# Records for this task:
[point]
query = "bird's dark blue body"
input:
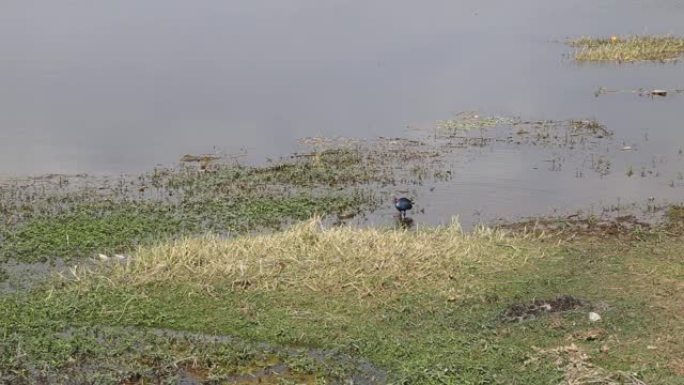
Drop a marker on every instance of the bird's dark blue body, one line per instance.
(403, 204)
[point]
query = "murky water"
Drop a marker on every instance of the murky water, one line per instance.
(119, 87)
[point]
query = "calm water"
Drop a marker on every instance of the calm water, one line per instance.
(118, 87)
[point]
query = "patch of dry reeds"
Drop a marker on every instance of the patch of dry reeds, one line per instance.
(311, 257)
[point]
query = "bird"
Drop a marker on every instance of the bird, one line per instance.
(403, 204)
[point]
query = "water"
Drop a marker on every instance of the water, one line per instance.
(120, 87)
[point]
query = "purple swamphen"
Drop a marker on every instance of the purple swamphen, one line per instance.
(403, 204)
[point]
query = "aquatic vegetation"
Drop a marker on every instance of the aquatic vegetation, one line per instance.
(468, 121)
(628, 49)
(432, 306)
(69, 217)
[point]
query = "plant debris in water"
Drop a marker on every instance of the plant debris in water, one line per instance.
(628, 49)
(76, 216)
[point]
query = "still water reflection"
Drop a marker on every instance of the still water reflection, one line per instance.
(117, 87)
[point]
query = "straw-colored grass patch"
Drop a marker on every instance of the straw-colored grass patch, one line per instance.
(310, 257)
(628, 49)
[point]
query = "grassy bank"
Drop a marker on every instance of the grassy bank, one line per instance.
(628, 49)
(433, 306)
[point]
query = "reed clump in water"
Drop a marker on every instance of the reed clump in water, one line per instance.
(628, 49)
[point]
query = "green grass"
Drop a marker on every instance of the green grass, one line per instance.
(628, 49)
(424, 307)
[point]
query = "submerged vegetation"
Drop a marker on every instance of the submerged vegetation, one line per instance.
(70, 217)
(628, 49)
(200, 294)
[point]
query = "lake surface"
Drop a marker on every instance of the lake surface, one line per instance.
(119, 87)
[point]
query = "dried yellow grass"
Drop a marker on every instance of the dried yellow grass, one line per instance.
(311, 257)
(628, 49)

# What is required:
Pull out each line in the records above that contains the word "debris". Letter case counts, so only the same capitalization is a match.

# Exercise output:
query = "plant debris in water"
Drop a marker on every instance of the plant debris in water, one line per instance.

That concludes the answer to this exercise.